You say you want a revolution? W-ell you know …

You say you want a revolution? W-ell you know …
16th December 2021 Tim Malnick

…. we all want to change the world

Well maybe not everyone. But there’s no escaping that the world faces some pretty huge challenges environmentally, socially and politically right now. There’s a growing sense that old approaches and existing mindsets aren’t going to fix the problems that they’ve played such a huge part in creating. Increasingly, people sense that a deeper shift is needed. It’s a time of deep concern and also of hidden aspiration.

So, I’ve created a programme called the Compassionate Professional Revolution.

But it’s a tricky word – revolution. It carries all sorts of historical baggage and troubling associations from the past. So, let’s dive a little deeper to see what lies beyond…

Originally the word revolution referred to celestial bodies and planets moving “in a circular course.” Revolution, in early 15c means revolving, a circling around; “a cyclical reoccurrence, or recurrent change or event”. By 1660s it relates to “an object or person turning round or moving round a point.” Think bicycle wheels and pottery wheels and (if you are old enough!) record turntables. Only later was revolution linked to a great change in human affairs, and to the “overthrow of an established political or social system”.

This dictionary delving is important, because when I invite you to a professional revolution you might be a little hesitant! If we associate revolution only with seismic upheavals like the Russian Revolution or the Chinese Cultural revolution, it is hard not to associate it with violence, mayhem and threat.

And that’s not a helpful way to think.

Revolution as a natural process

There are two ways of thinking about revolution. One is a linear, instrumental, Western way and the other a more ecological, organic, Eastern way.

The Western way sees revolution in terms of a linear, straight-line, before and after, process. It means an overthrow of the previous, existing order. Something new comes along that replaces what has gone before. First ‘A’, then ‘B’. If we see revolution in this linear, either one or the other, way, it is no surprise that we imagine violence, danger and threat. It seems inevitable that one thing must die or be destroyed, so another can take its place.

* * *

• _Given problem a_
Copy out the piece on the meaning of the word revolution in full, word for word.

(Segmentation labeling entries)
* * *

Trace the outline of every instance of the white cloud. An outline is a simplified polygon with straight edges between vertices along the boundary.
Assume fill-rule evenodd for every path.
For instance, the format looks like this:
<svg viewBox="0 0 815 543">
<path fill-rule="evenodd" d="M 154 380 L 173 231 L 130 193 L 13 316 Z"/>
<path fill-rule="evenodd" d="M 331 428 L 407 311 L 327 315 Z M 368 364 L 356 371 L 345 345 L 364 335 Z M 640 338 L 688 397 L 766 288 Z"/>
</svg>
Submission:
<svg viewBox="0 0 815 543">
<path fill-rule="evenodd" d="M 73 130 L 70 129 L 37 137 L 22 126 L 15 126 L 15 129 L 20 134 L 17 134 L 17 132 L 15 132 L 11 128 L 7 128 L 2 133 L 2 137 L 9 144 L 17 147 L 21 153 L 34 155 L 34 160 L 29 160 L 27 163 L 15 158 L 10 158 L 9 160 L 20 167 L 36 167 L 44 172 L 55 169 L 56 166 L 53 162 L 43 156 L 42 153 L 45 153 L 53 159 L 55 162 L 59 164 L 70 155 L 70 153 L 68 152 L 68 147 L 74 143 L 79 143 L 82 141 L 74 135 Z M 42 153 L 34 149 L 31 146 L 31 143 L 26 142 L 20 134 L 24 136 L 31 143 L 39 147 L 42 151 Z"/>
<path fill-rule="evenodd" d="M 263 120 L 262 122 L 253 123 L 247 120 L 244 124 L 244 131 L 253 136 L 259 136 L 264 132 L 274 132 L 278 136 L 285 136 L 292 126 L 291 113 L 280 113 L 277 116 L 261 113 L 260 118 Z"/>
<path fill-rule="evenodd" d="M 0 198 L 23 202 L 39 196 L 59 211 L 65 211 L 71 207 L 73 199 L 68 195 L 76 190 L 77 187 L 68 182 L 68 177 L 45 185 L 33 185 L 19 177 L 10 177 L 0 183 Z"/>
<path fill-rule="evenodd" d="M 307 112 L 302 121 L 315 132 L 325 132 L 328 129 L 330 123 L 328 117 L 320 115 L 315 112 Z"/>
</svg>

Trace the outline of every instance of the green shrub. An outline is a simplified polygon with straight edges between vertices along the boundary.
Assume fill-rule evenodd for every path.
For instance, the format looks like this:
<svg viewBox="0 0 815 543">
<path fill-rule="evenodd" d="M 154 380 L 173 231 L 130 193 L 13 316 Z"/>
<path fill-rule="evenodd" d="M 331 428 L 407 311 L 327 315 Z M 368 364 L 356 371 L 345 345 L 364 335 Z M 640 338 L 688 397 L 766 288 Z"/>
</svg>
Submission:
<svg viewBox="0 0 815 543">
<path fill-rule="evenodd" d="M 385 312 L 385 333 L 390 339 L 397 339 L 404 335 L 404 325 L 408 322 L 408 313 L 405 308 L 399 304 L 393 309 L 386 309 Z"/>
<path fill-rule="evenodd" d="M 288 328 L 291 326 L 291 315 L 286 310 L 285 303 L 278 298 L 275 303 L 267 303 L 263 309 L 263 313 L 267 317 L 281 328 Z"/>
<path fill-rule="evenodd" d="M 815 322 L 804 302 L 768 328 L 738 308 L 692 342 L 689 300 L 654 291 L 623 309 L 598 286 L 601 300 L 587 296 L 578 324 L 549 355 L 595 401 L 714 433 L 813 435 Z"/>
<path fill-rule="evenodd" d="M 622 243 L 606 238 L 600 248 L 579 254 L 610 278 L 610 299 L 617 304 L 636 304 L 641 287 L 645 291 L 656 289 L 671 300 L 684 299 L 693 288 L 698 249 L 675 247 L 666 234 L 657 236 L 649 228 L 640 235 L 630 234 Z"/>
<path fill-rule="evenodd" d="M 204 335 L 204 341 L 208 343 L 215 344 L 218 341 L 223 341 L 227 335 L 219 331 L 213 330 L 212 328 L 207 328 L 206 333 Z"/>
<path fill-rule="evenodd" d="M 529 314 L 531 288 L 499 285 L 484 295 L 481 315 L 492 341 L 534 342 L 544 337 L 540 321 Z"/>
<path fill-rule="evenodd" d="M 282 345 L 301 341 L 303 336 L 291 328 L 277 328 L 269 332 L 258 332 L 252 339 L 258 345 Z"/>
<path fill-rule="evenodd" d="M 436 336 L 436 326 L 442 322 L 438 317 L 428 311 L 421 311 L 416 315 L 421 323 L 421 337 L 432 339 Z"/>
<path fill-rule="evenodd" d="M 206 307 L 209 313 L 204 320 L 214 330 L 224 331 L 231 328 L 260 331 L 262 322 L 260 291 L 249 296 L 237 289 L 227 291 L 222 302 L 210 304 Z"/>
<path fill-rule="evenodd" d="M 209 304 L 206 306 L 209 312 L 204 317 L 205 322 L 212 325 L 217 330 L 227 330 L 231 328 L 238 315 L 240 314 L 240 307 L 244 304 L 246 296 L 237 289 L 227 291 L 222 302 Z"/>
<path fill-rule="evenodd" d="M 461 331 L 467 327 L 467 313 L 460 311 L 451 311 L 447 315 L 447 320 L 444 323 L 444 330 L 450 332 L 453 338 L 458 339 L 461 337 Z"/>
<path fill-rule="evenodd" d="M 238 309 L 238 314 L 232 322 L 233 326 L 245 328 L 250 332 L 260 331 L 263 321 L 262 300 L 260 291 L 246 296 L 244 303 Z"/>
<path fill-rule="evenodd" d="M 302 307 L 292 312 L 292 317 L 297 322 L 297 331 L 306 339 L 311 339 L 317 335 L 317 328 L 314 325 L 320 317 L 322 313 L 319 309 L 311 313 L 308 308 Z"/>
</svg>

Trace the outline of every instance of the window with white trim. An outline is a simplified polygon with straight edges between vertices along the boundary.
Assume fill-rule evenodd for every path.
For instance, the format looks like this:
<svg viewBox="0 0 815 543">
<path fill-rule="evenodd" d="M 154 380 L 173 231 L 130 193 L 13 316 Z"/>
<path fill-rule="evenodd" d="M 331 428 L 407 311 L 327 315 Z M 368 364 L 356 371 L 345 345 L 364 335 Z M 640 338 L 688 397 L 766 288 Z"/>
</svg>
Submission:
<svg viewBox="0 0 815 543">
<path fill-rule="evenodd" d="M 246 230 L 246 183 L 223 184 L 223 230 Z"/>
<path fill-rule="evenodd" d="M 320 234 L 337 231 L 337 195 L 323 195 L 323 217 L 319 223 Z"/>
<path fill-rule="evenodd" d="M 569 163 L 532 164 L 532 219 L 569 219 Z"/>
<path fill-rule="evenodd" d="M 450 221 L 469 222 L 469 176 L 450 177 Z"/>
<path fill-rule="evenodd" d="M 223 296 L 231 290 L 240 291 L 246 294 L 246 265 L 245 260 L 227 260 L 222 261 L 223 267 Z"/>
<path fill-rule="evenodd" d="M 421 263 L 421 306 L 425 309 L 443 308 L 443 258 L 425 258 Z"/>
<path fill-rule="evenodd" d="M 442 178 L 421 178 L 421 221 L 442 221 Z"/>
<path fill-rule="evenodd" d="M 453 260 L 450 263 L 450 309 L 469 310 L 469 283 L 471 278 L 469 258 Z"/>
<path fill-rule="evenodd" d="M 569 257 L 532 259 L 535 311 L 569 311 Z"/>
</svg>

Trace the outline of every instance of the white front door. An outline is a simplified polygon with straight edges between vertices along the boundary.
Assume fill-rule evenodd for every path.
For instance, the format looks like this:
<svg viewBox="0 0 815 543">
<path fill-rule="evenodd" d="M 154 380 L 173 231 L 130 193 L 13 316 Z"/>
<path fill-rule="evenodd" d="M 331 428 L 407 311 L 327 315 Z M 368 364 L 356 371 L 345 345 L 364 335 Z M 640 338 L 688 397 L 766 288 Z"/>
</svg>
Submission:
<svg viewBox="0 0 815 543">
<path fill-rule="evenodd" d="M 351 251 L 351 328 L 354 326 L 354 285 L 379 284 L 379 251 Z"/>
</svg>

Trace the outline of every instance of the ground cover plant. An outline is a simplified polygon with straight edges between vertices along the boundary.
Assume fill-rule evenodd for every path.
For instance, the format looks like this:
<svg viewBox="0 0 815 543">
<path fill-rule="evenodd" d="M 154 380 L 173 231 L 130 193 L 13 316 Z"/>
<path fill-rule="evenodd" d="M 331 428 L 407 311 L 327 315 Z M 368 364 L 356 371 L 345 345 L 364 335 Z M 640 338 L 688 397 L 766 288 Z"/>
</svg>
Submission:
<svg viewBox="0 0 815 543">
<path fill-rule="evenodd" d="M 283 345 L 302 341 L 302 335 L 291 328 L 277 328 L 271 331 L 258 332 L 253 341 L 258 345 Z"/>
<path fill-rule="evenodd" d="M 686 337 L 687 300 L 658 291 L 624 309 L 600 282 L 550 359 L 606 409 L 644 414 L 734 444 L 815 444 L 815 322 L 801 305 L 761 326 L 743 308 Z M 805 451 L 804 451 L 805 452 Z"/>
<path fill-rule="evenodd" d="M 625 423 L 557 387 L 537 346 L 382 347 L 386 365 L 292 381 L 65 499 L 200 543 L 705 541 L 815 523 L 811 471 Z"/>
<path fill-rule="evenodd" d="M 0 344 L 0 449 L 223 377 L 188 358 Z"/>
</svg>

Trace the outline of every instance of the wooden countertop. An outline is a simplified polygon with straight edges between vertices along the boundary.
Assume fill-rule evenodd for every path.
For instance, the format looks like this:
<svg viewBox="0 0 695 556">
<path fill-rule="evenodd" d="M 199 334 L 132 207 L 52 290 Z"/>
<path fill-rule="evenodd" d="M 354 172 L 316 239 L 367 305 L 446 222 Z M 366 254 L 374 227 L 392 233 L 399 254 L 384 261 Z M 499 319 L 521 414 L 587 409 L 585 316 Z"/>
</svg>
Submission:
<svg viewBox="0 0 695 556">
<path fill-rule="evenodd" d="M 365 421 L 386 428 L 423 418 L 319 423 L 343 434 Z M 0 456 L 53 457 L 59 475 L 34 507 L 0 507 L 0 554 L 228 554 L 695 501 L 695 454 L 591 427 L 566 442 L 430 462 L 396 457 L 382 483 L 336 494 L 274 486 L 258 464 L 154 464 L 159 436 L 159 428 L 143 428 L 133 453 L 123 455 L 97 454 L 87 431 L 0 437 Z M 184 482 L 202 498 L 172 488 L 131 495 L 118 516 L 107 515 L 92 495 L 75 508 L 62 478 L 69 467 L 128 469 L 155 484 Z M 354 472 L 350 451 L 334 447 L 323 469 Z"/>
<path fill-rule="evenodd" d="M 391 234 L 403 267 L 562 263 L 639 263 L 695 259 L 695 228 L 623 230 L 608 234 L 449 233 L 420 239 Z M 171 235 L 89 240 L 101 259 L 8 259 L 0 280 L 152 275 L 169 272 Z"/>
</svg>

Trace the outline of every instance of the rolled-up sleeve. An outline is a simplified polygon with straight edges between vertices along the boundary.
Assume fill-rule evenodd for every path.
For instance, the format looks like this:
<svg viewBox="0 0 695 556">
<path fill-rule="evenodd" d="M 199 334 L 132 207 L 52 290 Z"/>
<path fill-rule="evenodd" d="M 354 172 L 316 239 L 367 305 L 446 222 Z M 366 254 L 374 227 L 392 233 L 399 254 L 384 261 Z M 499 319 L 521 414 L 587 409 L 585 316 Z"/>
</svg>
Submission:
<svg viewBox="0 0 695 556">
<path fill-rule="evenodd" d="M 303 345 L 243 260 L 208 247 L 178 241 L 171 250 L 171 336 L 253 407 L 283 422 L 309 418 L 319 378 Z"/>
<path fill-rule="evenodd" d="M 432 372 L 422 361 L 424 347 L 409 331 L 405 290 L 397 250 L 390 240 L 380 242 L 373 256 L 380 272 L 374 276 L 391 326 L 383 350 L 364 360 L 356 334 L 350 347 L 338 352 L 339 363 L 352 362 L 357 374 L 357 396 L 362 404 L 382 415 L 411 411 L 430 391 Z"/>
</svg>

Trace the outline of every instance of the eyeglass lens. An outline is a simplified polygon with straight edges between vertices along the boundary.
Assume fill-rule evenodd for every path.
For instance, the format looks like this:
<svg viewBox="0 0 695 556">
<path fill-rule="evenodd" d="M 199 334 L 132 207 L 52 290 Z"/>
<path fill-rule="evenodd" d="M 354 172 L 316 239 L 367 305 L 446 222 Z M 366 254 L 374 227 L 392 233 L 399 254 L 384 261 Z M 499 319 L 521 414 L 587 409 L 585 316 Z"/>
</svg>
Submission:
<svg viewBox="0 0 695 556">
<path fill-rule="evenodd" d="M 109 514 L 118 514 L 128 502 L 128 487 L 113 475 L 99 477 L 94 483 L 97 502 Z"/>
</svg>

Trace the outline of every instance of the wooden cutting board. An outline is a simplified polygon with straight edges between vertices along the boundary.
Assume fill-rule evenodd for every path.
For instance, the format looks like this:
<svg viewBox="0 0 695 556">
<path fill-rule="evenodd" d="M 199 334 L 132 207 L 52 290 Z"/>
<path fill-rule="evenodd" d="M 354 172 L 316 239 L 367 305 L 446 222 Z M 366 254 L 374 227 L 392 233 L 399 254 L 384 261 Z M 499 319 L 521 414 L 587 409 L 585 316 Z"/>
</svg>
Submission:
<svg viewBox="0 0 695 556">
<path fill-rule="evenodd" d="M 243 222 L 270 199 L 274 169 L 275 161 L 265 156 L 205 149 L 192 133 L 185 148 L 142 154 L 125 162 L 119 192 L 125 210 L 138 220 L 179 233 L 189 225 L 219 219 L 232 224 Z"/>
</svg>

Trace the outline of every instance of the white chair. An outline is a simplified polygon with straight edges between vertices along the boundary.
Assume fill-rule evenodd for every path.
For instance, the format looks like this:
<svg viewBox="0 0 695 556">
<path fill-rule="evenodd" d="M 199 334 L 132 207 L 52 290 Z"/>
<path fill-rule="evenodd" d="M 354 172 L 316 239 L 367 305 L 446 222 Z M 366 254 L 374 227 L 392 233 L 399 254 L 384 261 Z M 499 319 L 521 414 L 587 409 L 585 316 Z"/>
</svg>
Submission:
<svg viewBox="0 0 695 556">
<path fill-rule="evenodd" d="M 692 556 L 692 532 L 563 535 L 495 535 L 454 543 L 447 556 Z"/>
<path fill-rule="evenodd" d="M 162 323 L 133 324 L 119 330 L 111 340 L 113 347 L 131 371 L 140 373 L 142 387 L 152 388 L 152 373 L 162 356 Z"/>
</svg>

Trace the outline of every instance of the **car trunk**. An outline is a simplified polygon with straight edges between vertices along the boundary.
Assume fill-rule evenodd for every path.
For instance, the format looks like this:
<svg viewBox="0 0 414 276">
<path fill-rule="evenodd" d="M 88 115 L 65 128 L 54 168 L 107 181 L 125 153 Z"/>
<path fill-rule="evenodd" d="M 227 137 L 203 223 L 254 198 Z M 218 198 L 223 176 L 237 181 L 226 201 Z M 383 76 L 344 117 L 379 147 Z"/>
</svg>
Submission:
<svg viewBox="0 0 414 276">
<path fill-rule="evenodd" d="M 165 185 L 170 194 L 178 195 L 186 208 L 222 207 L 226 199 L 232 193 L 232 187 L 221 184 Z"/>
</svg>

* * *

• _Given problem b_
In the entries, write out everything from the line containing "Trace the outline of every instance of the green" down to the line containing "288 328 L 291", with "simplified polygon" replaced by "rough polygon" and nothing else changed.

• _Written answer a_
You say you want a revolution? W-ell you know …

You say you want a revolution? W-ell you know …
16th December 2021 Tim Malnick

…. we all want to change the world

Well maybe not everyone. But there’s no escaping that the world faces some pretty huge challenges environmentally, socially and politically right now. There’s a growing sense that old approaches and existing mindsets aren’t going to fix the problems that they’ve played such a huge part in creating. Increasingly, people sense that a deeper shift is needed. It’s a time of deep concern and also of hidden aspiration.

So, I’ve created a programme called the Compassionate Professional Revolution.

But it’s a tricky word – revolution. It carries all sorts of historical baggage and troubling associations from the past. So, let’s dive a little deeper to see what lies beyond…

Originally the word revolution referred to celestial bodies and planets moving “in a circular course.” Revolution, in early 15c means revolving, a circling around; “a cyclical reoccurrence, or recurrent change or event”. By 1660s it relates to “an object or person turning round or moving round a point.” Think bicycle wheels and pottery wheels and (if you are old enough!) record turntables. Only later was revolution linked to a great change in human affairs, and to the “overthrow of an established political or social system”.

This dictionary delving is important, because when I invite you to a professional revolution you might be a little hesitant! If we associate revolution only with seismic upheavals like the Russian Revolution or the Chinese Cultural revolution, it is hard not to associate it with violence, mayhem and threat.

And that’s not a helpful way to think.

Revolution as a natural process

There are two ways of thinking about revolution. One is a linear, instrumental, Western way and the other a more ecological, organic, Eastern way.

The Western way sees revolution in terms of a linear, straight-line, before and after, process. It means an overthrow of the previous, existing order. Something new comes along that replaces what has gone before. First ‘A’, then ‘B’. If we see revolution in this linear, either one or the other, way, it is no surprise that we imagine violence, danger and threat. It seems inevitable that one thing must die or be destroyed, so another can take its place.

• _Written answer b_
Trace the outline of every instance of the green shrub. An outline is a rough polygon with straight edges between vertices along the boundary.
Assume fill-rule evenodd for every path.
For instance, the format looks like this:
<svg viewBox="0 0 815 543">
<path fill-rule="evenodd" d="M 154 380 L 173 231 L 130 193 L 13 316 Z"/>
<path fill-rule="evenodd" d="M 331 428 L 407 311 L 327 315 Z M 368 364 L 356 371 L 345 345 L 364 335 Z M 640 338 L 688 397 L 766 288 Z"/>
</svg>
Submission:
<svg viewBox="0 0 815 543">
<path fill-rule="evenodd" d="M 385 312 L 385 333 L 390 339 L 397 339 L 404 335 L 404 325 L 408 322 L 408 313 L 405 308 L 399 304 L 393 309 L 386 309 Z"/>
<path fill-rule="evenodd" d="M 288 328 L 291 326 L 291 315 L 286 310 L 285 303 L 278 298 L 275 303 L 267 303 L 263 309 L 263 313 L 267 317 L 281 328 Z"/>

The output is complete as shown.